OpinI

Catatan Reflektif Milad HMI ke 75, Tentang ‘Mawas Diri’ HMI

45
×

Catatan Reflektif Milad HMI ke 75, Tentang ‘Mawas Diri’ HMI

Sebarkan artikel ini

Melanesiatimes.com – Tepat pada tiga per empat abad kehadiranya hari ini, sebagai salah satu penyangga bangunan keumatan (kemanusiaan) dan ke-Indonesia-an (kebangsaan) agar tetap kokoh dan eksis, HMI (Himpunan Mahasiswa Islam) tentu diharapkan tetap menjadi ‘kawah candradimuka’ bagi ketahanan dua bangunan nilai (dasar) tersebut. Sebuah pijakan profetik bagi tujuan mencapai kualitas insan cita.
--------
## Tugas Dikerjakan
a) Sebutkan semua kata atau frasa yang ditulis di dalam tanda kurung pada kutipan catatan reflektif Milad HMI ke-75.
b) Tulis paragraf berikutnya untuk kutipan catatan reflektif Milad HMI ke-75 di atas.

[Rekaman anotasi deteksi]
--------
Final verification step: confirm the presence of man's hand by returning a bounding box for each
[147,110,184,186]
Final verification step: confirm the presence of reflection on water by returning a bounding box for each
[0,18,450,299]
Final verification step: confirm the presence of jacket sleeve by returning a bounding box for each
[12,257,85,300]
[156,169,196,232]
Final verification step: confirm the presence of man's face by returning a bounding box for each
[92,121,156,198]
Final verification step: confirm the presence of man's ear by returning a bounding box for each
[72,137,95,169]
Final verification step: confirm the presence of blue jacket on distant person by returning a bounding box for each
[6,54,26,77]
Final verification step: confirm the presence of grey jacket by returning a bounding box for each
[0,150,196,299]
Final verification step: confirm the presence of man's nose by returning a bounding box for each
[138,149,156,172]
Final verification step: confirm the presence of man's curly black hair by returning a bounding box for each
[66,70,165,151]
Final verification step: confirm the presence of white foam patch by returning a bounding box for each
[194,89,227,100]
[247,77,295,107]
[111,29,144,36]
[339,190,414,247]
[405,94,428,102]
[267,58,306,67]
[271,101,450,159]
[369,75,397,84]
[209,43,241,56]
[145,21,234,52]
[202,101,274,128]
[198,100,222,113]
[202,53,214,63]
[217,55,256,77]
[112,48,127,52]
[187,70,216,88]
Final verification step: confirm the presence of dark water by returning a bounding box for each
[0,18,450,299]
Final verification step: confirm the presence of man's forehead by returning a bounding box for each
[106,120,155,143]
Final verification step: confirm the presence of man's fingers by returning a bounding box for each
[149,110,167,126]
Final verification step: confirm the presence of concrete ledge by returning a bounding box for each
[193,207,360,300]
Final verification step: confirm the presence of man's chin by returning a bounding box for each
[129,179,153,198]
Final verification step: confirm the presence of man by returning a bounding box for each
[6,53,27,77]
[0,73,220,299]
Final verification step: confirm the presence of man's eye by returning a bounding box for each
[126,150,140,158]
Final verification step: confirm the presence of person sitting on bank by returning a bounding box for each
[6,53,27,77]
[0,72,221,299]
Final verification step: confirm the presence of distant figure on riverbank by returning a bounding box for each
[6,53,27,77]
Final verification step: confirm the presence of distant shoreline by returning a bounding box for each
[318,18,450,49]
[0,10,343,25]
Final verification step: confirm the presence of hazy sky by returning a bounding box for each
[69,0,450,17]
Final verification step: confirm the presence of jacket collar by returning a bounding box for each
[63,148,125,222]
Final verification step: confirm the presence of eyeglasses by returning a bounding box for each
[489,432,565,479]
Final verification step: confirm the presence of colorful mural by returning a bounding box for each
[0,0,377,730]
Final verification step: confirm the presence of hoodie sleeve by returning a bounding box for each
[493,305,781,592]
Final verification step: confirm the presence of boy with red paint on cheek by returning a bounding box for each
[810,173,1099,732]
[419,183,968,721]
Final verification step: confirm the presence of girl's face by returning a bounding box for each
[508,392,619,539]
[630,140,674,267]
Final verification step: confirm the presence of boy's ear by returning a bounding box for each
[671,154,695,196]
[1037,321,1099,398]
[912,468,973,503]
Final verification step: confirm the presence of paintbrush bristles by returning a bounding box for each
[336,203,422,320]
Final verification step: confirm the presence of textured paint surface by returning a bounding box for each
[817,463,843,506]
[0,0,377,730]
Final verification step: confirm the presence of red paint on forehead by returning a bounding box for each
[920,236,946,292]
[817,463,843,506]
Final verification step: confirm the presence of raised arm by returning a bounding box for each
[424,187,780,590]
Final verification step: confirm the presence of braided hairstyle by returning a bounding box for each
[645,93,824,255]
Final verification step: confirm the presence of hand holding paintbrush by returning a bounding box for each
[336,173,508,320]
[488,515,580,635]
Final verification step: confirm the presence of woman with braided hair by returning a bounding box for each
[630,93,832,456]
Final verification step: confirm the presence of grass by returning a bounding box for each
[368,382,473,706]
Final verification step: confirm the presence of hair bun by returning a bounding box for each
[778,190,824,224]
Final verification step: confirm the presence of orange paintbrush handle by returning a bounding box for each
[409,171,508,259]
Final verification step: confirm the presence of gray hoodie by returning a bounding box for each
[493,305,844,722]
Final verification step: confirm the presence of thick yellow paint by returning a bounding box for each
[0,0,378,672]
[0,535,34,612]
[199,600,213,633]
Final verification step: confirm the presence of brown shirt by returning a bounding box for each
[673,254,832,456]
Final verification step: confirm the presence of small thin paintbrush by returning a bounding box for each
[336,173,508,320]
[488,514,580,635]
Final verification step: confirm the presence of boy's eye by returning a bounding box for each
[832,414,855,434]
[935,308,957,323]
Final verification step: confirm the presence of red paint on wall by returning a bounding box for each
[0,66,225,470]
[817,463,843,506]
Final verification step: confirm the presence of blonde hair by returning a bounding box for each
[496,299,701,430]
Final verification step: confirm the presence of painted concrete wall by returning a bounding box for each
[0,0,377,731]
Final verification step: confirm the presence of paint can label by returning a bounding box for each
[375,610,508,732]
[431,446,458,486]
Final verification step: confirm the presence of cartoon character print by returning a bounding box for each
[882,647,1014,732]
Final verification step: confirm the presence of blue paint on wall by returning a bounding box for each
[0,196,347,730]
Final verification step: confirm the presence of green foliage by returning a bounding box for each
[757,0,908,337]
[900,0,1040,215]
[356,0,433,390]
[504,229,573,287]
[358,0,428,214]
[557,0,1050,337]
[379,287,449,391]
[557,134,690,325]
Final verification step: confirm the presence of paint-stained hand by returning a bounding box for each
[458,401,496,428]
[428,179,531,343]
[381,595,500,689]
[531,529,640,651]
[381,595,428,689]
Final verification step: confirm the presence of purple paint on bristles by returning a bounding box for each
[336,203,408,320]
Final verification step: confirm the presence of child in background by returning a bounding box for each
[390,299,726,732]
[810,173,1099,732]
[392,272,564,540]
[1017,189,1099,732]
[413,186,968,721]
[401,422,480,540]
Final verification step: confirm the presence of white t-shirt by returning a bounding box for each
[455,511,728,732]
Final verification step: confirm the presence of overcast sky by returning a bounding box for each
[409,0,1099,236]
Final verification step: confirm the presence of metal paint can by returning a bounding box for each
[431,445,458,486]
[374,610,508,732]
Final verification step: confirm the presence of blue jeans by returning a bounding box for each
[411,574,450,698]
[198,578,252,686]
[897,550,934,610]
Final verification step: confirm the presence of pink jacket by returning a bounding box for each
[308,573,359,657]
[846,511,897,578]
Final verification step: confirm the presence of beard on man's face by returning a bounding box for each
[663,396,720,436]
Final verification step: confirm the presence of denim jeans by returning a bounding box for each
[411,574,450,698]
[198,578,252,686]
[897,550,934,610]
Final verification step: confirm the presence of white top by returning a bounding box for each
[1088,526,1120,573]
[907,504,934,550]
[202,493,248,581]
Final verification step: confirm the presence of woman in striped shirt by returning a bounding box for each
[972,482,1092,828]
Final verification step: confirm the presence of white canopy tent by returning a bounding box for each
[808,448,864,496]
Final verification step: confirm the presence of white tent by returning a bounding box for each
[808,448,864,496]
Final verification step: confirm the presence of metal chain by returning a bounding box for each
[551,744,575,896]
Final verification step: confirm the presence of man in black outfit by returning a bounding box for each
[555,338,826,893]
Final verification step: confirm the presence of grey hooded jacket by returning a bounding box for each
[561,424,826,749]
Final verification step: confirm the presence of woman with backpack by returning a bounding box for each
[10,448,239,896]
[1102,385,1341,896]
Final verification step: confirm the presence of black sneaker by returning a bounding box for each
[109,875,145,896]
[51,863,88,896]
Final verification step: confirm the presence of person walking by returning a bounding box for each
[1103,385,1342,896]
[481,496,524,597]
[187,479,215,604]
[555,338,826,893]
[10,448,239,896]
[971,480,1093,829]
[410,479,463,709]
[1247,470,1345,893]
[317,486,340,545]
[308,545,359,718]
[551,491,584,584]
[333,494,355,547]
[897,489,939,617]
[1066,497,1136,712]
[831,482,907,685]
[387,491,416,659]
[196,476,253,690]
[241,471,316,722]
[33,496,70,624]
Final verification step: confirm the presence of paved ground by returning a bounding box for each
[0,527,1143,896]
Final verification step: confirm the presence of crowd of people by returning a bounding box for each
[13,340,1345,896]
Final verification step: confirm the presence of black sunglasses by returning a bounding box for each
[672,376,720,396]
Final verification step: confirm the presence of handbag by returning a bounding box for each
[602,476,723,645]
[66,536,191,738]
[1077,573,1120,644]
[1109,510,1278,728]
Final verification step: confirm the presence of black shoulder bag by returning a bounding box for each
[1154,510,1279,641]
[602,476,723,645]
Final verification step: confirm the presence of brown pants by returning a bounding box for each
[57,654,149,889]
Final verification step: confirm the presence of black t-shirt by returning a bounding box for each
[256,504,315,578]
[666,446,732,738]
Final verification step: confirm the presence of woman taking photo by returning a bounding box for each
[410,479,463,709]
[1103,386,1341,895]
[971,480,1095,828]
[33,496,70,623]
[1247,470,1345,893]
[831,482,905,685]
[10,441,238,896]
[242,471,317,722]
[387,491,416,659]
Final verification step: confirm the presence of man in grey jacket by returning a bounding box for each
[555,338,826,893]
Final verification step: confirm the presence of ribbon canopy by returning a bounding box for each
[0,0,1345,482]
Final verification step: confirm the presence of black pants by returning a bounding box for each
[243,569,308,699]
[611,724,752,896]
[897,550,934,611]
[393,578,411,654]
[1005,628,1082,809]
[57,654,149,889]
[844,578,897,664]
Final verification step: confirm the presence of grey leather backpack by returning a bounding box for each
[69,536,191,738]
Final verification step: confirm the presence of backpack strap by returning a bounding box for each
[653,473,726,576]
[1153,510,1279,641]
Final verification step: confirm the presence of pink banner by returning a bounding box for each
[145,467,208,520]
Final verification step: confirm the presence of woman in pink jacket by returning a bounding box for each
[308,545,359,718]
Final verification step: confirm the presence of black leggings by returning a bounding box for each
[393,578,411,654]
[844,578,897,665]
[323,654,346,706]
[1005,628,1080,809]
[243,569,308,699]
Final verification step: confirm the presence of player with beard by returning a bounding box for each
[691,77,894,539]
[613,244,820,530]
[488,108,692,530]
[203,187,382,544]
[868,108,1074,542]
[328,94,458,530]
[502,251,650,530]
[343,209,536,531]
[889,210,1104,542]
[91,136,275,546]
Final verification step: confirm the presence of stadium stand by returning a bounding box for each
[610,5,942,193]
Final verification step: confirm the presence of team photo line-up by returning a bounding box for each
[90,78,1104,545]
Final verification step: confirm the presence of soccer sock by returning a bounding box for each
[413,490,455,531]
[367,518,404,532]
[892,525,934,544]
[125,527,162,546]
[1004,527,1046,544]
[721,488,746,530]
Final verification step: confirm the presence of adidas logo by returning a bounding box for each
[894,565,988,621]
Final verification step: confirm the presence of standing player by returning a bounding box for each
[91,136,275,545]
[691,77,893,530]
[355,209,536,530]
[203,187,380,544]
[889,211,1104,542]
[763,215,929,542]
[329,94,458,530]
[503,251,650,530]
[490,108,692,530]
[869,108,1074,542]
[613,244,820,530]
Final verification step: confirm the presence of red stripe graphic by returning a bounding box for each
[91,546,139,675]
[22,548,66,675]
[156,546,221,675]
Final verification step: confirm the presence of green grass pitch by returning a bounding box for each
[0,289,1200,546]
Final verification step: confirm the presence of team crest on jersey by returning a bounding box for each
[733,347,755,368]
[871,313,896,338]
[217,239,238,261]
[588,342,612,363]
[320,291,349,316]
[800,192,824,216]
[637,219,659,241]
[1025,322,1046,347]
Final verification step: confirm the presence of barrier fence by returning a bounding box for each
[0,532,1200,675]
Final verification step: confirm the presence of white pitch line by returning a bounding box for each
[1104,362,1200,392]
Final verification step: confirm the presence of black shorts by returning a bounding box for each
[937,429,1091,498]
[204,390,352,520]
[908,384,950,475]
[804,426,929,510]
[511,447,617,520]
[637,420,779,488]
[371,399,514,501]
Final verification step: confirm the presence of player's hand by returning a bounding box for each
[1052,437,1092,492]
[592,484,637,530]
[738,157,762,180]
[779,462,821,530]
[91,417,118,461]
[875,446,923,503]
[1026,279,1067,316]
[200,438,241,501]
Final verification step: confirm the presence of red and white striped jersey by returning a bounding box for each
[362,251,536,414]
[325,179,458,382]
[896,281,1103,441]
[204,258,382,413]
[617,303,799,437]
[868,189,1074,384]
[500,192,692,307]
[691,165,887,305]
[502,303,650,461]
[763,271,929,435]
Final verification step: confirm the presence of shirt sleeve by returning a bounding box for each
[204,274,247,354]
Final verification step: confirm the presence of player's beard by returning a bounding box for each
--------
## Hasil Tiap Tugas
a) kemanusiaan; kebangsaan; Himpunan Mahasiswa Islam; dasar

b)
Saya lantas menyebut bahwa anggapan tersebut justru terlampau ideal bagi dinamika keber-HMI-an kini, pada hari-hari ini, di era semesta digital ini. Mengapa? Sebab HMI sudah terlalu lama ‘meninggalkan’ dirinya sendiri. Akibatnya lebih banyak enggan untuk mawas diri: membenihkan kembali ‘tradisi’ autokritik!

Saya pun sesekali membatin, jangan-jangan dalam keadaan ‘jatuh cinta’ yang sedemikian parahnya kepada HMI, mendiang Cak Nur (1939-2005)–salah satu pentolan penyusunan NIK/NDP (Nilai-nilai Identitas Kader atau Nilai-nilai Dasar Perjuangan) HMI, sekaligus satu-satunya ketua umum PB HMI terpilih dua periode berturut-turut itu–lantas pernah menyarankan tentang pembubaran HMI. Seturut apa yang dicatat oleh sejarawan HMI, mendiang Agussalim Sitompul (1944-2013) dalam “44 Indikator Kemunduran HMI.” Atau masih berderet lagi nama-nama tertentu dalam kapasitasnya sebagai kader HMI yang tak segan-segan membangun autokritik dan proses dialektis dalam ber-HMI itu sendiri.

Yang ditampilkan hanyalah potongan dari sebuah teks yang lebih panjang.